ASSIGNMENT 1:
Retype the Swift type safe memory access page between "This is work-in-progress, not" and "ptrT[0] = T()", inclusive.
ASSIGNMENT 2:
Using the page on type safe memory access in Swift, answer each question:
(a) What status does the page give itself?
(b) According to the page, what two conditions must hold for the example program not to exhibit undefined behavior?
(c) What does the "unsafe" in UnsafePointer actually refer to?

SUPPLIED TEXT:
----------------------------------------

Type Safe Memory Access — Swift 3.0 documentation

Type Safe Memory Access

This is work-in-progress, not an official language specification.

Introduction

Swift enforces type safe access to memory and follows strict aliasing rules. However, code that uses unsafe APIs or imported types can circumvent the language’s natural type safety. Consider the following example of type punning using the UnsafePointer type:

let ptrT = UnsafeMutablePointer<T>(allocatingCapacity: 1)
// Store T at this address.
ptrT[0] = T()
// Load U at this address
let u = UnsafePointer<U>(ptrT)[0]

The program exhibits undefined behavior unless T and U are related types and the loaded type U is layout compatible with the stored type T (see Layout Compatible Types).

Note

Unsafe[Mutable]Pointer needs to provide a type safe API. In other words, when a program accesses memory via UnsafePointer, the UnsafePointer element should be consistent with the type used to allocate the memory. The “unsafe” in UnsafePointer actually refers to memory management–it is the user’s responsibility to manage the object’s lifetime. The type safety of UnsafePointer is not only a desirable programming model, it is an absolute requirement performance reasons, as UnsafePointer is intended for high-performance implementation of data structures. Converting between UnsafePointer values with different Pointee types, as shown above, violates this type safety, and will likely be disallowed in future versions of the API.

----------------------------------------

PROVIDED MATERIAL:
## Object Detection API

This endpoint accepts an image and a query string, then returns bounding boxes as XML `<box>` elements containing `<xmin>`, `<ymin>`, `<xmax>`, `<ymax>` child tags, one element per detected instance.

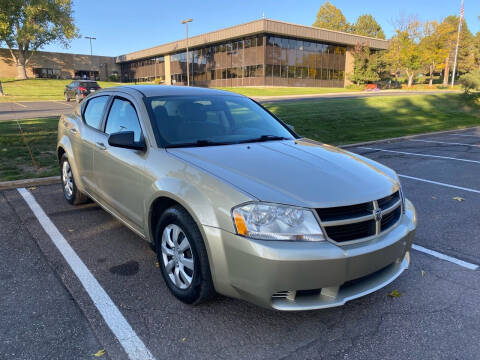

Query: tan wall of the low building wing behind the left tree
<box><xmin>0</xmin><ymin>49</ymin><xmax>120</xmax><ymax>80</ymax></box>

----------------------------------------

ANSWER SECTION 1:
This is work-in-progress, not an official language specification.

Introduction

Swift enforces type safe access to memory and follows strict aliasing rules. However, code that uses unsafe APIs or imported types can circumvent the language’s natural type safety. Consider the following example of type punning using the UnsafePointer type:

let ptrT = UnsafeMutablePointer<T>(allocatingCapacity: 1)
// Store T at this address.
ptrT[0] = T()

ANSWER SECTION 2:
(a) It is work-in-progress, not an official language specification.
(b) T and U must be related types, and the loaded type U must be layout compatible with the stored type T.
(c) It refers to memory management: the user is responsible for managing the object's lifetime.